» **Record set**
--- START ---
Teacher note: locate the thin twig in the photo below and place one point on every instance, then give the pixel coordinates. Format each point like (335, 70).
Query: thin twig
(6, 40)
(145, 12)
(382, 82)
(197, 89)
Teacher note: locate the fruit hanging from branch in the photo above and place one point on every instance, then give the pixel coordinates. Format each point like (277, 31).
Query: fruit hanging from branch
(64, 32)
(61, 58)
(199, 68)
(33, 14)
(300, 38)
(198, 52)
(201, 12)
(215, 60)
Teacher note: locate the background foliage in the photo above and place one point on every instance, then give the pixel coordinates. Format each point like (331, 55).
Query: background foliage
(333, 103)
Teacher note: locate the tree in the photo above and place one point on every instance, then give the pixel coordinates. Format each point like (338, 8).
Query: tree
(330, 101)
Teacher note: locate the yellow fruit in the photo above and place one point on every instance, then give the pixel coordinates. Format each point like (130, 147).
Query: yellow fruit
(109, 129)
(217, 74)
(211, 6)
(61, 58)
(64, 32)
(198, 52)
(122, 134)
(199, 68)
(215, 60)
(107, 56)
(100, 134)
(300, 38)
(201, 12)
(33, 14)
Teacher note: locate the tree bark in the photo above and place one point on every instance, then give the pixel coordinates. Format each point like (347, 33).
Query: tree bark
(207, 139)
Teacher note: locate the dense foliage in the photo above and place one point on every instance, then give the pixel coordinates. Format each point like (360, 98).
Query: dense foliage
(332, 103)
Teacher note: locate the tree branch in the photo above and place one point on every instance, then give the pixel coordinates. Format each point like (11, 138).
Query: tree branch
--- END ---
» **What the task asks**
Among the lines above, which ones include the word "every"? Copy them.

» **Completed task**
Teacher note: locate the thin twig in the photo below and place one point on every instance, then give the pixel coordinates. Format each point like (335, 70).
Teacher note: locate the fruit hanging from branch in the photo above and place one point on every instance, then give the pixel coordinates. Format each point like (277, 31).
Teacher note: locate the background foliage in the photo above and place one point on every instance, then give the pixel coordinates. Format each point like (331, 55).
Teacher note: locate the tree in the photo above and place one point on every instance, then give the pixel coordinates. Format each point like (338, 8).
Teacher note: locate the yellow fruit in the photo above and place one point on every instance, then give the pixel coordinates. Format each point like (130, 147).
Teacher note: locate the tree bark in the photo above and place one point on every instance, then give the pixel coordinates. Format each point like (347, 33).
Teacher note: locate the dense foliage in the photo above and place one point on every instance, then give the pixel coordinates. Format each point like (360, 98).
Teacher note: locate the tree branch in the photo above and place one point on every instance, then give the pixel coordinates. Format each point like (11, 138).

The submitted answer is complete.